**REQUEST**
Only the lines from the one containing "Mark the innermost point of each instance of the rock cliff" through the final line of the material below should be output, exactly as they stand.

**TASK INPUT**
Start

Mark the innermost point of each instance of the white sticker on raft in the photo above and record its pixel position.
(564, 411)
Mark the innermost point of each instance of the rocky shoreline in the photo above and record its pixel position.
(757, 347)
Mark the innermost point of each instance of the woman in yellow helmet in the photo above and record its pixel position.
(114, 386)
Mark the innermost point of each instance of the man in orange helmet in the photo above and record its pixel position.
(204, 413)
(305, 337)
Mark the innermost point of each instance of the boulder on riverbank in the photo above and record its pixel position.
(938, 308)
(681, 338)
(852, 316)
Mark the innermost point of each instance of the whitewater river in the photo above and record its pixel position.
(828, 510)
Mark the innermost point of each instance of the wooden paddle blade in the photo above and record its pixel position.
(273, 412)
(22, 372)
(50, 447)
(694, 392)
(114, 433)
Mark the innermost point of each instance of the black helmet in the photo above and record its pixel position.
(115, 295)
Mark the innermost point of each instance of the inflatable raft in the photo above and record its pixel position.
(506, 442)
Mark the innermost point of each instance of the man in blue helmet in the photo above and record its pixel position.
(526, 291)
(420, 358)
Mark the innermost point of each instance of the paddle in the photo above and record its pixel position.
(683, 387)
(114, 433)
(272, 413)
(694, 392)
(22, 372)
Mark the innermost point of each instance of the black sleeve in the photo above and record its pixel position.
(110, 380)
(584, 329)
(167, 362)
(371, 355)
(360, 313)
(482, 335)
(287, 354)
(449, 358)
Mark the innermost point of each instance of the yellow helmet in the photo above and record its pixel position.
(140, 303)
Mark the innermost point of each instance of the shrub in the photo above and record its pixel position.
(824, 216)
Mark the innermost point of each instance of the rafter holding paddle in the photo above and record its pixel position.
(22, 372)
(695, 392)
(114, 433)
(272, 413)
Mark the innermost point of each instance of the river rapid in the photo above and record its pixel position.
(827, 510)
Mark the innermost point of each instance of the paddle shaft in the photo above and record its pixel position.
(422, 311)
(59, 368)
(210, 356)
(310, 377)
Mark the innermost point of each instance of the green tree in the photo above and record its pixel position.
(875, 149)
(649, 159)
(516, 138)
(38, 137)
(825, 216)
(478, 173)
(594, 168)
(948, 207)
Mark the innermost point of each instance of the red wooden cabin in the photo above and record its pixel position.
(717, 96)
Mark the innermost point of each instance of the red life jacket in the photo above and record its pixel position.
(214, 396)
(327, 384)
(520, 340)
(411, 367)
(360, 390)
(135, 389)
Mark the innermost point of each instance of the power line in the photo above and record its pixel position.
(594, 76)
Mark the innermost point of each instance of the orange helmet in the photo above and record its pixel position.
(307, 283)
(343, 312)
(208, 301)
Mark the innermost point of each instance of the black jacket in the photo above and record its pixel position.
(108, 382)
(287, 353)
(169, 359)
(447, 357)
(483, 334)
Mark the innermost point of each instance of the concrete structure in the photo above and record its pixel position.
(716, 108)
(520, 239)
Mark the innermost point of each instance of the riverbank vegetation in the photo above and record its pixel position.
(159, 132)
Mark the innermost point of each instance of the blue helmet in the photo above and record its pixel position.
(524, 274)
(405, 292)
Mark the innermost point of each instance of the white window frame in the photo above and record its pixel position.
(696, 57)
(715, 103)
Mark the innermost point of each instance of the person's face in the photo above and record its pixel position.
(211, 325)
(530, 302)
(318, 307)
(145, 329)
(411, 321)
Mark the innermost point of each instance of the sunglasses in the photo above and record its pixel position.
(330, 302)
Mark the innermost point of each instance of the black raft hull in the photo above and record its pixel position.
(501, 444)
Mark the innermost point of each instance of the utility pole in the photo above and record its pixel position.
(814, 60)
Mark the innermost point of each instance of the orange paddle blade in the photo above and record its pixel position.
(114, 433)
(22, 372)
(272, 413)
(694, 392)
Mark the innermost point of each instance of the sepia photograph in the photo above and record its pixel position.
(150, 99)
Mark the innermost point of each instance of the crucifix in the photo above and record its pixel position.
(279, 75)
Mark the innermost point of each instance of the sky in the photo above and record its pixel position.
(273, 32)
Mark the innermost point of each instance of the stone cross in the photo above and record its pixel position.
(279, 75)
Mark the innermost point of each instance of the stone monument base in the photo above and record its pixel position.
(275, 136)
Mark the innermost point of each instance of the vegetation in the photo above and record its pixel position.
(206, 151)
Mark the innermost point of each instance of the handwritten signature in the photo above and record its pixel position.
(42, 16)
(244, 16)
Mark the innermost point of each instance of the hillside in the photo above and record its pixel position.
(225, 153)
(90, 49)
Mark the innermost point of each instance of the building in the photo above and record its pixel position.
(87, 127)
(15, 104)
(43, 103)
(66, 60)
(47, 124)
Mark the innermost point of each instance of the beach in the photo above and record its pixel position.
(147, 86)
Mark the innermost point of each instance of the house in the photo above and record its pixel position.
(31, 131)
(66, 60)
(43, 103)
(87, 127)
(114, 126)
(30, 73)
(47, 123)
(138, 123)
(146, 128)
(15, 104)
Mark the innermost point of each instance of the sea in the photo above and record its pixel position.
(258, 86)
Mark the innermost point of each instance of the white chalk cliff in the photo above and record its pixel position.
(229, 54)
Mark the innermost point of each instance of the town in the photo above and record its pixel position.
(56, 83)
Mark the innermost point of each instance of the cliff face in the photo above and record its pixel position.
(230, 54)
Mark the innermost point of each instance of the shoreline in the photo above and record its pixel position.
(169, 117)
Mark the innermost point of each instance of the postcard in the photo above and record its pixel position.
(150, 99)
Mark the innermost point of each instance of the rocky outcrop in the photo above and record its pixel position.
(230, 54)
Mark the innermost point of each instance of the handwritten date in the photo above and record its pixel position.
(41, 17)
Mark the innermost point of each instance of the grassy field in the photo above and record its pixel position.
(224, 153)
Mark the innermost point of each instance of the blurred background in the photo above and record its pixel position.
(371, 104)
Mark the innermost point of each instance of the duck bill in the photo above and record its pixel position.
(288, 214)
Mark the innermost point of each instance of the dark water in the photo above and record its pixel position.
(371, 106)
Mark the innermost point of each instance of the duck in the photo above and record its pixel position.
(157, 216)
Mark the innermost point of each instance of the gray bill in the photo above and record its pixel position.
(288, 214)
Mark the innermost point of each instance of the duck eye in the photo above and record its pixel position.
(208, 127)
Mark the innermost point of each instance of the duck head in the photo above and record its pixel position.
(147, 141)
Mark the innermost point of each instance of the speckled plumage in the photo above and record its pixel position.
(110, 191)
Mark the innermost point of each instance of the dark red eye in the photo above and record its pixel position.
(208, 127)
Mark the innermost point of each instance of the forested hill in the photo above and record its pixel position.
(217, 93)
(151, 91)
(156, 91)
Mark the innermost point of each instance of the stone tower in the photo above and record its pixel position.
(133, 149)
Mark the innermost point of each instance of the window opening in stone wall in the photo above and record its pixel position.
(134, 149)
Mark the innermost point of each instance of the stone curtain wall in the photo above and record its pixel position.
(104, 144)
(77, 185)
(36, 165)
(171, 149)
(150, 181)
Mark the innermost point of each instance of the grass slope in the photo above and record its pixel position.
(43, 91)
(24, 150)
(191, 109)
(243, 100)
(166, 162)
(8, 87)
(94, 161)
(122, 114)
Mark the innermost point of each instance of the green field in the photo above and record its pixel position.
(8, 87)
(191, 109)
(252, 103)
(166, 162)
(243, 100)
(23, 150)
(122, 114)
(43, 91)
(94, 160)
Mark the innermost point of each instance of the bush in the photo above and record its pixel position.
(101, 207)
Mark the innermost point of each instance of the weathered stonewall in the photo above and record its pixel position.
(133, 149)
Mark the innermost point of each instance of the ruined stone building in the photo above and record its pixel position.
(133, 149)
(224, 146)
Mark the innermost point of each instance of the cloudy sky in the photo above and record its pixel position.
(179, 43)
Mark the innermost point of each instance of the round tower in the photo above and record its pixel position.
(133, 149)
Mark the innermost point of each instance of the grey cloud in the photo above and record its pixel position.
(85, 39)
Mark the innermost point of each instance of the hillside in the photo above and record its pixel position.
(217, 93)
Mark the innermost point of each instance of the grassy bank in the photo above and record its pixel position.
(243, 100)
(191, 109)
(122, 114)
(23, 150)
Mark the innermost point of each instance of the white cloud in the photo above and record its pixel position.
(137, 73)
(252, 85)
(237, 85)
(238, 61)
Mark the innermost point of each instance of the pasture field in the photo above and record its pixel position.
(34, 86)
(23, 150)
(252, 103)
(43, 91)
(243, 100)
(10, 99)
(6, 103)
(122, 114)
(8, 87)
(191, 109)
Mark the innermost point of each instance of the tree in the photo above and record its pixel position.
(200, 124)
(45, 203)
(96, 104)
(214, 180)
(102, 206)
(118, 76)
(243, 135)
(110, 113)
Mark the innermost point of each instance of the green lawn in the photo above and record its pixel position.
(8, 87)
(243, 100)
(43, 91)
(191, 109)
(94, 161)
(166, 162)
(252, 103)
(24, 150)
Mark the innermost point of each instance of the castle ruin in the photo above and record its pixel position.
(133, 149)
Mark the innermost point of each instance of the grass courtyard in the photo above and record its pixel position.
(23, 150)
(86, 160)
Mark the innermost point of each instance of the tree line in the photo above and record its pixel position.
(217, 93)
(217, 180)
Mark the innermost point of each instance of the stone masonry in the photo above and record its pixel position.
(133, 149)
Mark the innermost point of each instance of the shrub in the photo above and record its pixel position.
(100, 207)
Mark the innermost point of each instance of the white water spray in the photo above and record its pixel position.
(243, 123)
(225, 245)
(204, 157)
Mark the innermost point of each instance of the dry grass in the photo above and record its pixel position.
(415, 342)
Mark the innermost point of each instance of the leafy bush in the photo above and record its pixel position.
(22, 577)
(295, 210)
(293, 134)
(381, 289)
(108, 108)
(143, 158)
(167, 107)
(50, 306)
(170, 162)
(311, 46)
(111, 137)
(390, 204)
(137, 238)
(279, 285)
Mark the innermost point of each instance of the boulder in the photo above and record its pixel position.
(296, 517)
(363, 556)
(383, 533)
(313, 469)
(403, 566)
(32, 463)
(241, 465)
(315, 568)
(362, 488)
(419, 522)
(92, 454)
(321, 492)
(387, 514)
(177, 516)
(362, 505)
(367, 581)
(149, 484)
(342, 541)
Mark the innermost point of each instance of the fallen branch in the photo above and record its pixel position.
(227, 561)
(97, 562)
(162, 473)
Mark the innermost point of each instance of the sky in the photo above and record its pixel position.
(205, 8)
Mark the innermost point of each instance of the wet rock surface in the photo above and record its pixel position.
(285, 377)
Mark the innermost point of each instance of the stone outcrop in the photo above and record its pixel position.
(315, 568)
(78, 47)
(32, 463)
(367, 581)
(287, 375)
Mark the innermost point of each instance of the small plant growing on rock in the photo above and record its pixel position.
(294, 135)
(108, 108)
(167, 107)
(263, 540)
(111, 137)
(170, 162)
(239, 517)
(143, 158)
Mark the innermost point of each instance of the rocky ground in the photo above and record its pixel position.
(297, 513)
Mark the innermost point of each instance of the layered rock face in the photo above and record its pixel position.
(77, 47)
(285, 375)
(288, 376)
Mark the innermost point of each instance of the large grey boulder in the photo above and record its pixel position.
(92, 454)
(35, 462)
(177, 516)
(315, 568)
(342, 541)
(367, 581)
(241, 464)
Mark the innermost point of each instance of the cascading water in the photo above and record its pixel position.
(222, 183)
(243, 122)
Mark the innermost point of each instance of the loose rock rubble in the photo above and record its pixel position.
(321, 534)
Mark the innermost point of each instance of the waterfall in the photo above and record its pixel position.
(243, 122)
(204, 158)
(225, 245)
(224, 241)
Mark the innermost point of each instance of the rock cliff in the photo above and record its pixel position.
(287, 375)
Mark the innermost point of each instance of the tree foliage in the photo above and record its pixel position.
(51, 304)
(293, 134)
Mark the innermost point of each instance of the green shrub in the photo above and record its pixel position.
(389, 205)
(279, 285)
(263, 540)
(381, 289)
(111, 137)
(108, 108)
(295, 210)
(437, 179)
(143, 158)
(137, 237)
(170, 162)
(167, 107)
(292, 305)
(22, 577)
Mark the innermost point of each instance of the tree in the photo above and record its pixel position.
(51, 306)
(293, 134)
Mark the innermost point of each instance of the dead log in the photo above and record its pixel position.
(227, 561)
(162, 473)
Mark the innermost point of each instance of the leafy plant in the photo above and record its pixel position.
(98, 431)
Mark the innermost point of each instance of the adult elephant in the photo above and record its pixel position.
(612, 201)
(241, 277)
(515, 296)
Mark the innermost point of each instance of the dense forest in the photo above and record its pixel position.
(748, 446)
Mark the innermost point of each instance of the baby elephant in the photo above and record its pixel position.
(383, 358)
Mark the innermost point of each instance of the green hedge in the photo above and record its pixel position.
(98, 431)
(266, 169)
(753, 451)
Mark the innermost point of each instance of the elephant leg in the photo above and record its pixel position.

End

**OUTPUT FOR THIS TASK**
Mark the innermost point of each instance of the rock cliff in the photo above and record its pixel position.
(287, 375)
Mark the innermost point of each instance of the tree foliage in the photo above and record its pixel position.
(51, 304)
(293, 134)
Mark the innermost point of each instance of the green shrub in the photo above and record its pixel position.
(389, 205)
(279, 285)
(263, 540)
(381, 289)
(111, 137)
(108, 108)
(295, 210)
(437, 179)
(143, 158)
(137, 237)
(170, 162)
(167, 107)
(292, 305)
(22, 577)
Mark the innermost point of each instance of the tree in the photo above and record its pixel position.
(51, 306)
(293, 134)
Mark the innermost point of each instance of the dead log in the photo above and record its pixel position.
(227, 561)
(162, 473)
Mark the innermost point of each instance of the leafy plant in the photo above and record its pixel position.
(98, 431)
Mark the innermost point of each instance of the adult elephant in the photo above and record its pixel position.
(612, 201)
(241, 277)
(515, 296)
Mark the innermost point of each instance of the dense forest in the photo above and record its pixel position.
(748, 446)
Mark the innermost point of each instance of the baby elephant in the photo above and record its pixel position.
(383, 358)
Mark the innermost point of each instance of the green hedge in the photo above and record its pixel position.
(98, 431)
(266, 169)
(753, 451)
Mark the innermost point of each instance of the elephant leg in the photo above and record its pixel position.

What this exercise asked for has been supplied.